▸ **Consigne A**
Dans l'article sur Daniel Mukoko Samba, qui l'a remplacé au Gouvernement le 7 novembre 2014 ?

▸ **Extrait de page**
· · · · · · ·

Le second tour de Daniel Mukoko Samba
  • jeu, 27/06/2024 - 13:24

KINSHASA, PARIS, BRUXELLES.
Le Soft International n°1612|LUNDI 24 JUIN 2024.

S'il est croyant catholique fanatique ou kimbanguiste affidé comme nombre d'originaires du Kongo Central, Daniel Mukoko Samba doit s'être agenouillé plusieurs minutes voire plusieurs heures dans son salon ou dans sa chambre avec les siens pour rendre grâce à Dieu, ce maître des Temps et des Circonstances quand il a entendu mercredi 29 mai au petit matin ses noms et prénom cités à la télé par Tina Salama, la porte-parole du Président de la République, comme membre du Gouvernement et Vice-Premier ministre en charge de l'Économie après de longues heures d'attente, des conciliables, des arbitrages et des prolongements qui n'en finissaient pas.

Tout le pays pouvait voir la joie, l'allégresse, la volupté qui couvraient ce mardi 11 juin le visage du tout nouveau ministre de l'Économie avec titre de Vice-Premier ministre à la plénière d'investiture par l'Assemblée nationale du Gouvernement du IIème mandat du Président de la République Félix-Antoine Tshisekedi Tshilombo dirigé par Mme Judith Suminwa Tuluka tout comme le regard et le sourire que ne cessait de lui porter la Première ministre, cheffe du Gouvernement lors de cette investiture lorsqu'une phrase entendue dans la salle provoquait une réaction du public.

Assis derrière sur la rangée après le fauteuil de la Première ministre, selon le protocole d'État, ces gestes de la Cheffe du Gouvernement à l'égard de son Vice-premier ministre de l'Économie en disaient long sur la proximité qui lie les deux personnalités et le rôle que Daniel Mukoko Samba a joué ou va jouer dans la suite de l'action gouvernementale.

S'il est vrai que Suminwa est originaire de Kimpese, Mukoko est de Mbanza-Ngungu, 55 kms plus loin.
Dix ans après avoir été ministre du Budget avec titre de Vice-premier ministre dans le Gouvernement Matata I (ordonnance nr 12/004 du 28 avril 2012, portant nomination des vice-premiers ministres, des ministres, d’un ministre délégué et des vice-ministres), incroyablement poussé hors du Gouvernement trente mois plus tard, le 7 novembre 2014, remplacé par Modeste Bahati Lukwebo, Mukoko Samba n'avait passé aucun moment d'entente pacifique avec le Premier ministre Matata.

QUI A FAIT LA DÉCISION ?
Les deux hommes eurent en public des poussées de fièvre dans la conduite des affaires de l'État, dans le processus de prise des décisions dans la création d'entreprises publiques guère prévues au budget, lors des réunions des groupes de travail interministériels institués par le Premier ministre et transformés en Conseil des ministres.

Augustin Matata Ponyo Mapon exerçait d'énormes pouvoirs. Le président Joseph Kabila Kabanga ne présidait presque pas les réunions du Conseil des ministres. Il avait laissé les mains libres à son premier ministre pour agir. Matata en profita pour évincer celui dont la tête ne lui plaisait pas ou qui lui faisait ombrage.

· · · · · · ·

▸ **Consigne B**
Comptez les lignes des entrées qui contiennent le mot « buoy », en respectant la casse, et donnez uniquement ce nombre.

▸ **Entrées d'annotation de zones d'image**
· · · · · · ·

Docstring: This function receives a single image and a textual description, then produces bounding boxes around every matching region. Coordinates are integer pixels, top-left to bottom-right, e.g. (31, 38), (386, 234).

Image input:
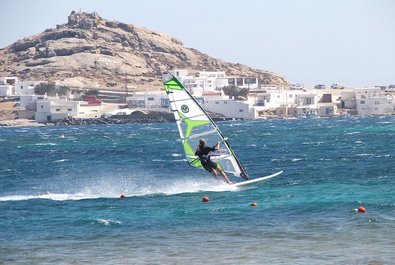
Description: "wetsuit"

(195, 146), (217, 172)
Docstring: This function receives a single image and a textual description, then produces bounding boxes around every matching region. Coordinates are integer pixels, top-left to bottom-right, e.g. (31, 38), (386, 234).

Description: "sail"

(164, 76), (248, 179)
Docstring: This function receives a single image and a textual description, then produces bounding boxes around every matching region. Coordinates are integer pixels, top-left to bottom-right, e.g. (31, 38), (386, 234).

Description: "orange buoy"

(358, 206), (366, 213)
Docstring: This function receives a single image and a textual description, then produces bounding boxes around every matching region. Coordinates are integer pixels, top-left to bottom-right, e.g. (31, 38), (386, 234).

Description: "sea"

(0, 116), (395, 265)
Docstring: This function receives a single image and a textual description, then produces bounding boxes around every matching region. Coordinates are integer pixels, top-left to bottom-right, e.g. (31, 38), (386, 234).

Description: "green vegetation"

(34, 82), (70, 96)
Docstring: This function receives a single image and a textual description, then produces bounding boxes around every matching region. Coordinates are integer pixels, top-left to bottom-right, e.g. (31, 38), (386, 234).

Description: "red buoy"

(358, 206), (366, 213)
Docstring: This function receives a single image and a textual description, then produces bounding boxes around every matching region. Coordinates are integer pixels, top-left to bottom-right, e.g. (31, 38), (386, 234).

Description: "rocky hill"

(0, 11), (287, 89)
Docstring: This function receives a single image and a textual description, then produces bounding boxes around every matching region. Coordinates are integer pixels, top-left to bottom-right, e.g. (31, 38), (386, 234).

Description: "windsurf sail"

(163, 76), (248, 180)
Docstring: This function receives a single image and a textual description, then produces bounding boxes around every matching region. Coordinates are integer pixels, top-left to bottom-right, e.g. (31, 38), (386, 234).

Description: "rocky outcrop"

(0, 11), (288, 89)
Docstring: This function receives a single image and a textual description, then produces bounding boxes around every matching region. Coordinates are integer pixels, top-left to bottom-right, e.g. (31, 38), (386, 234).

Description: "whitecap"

(96, 219), (122, 226)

· · · · · · ·

▸ **Solution A**
Modeste Bahati Lukwebo.

▸ **Solution B**
2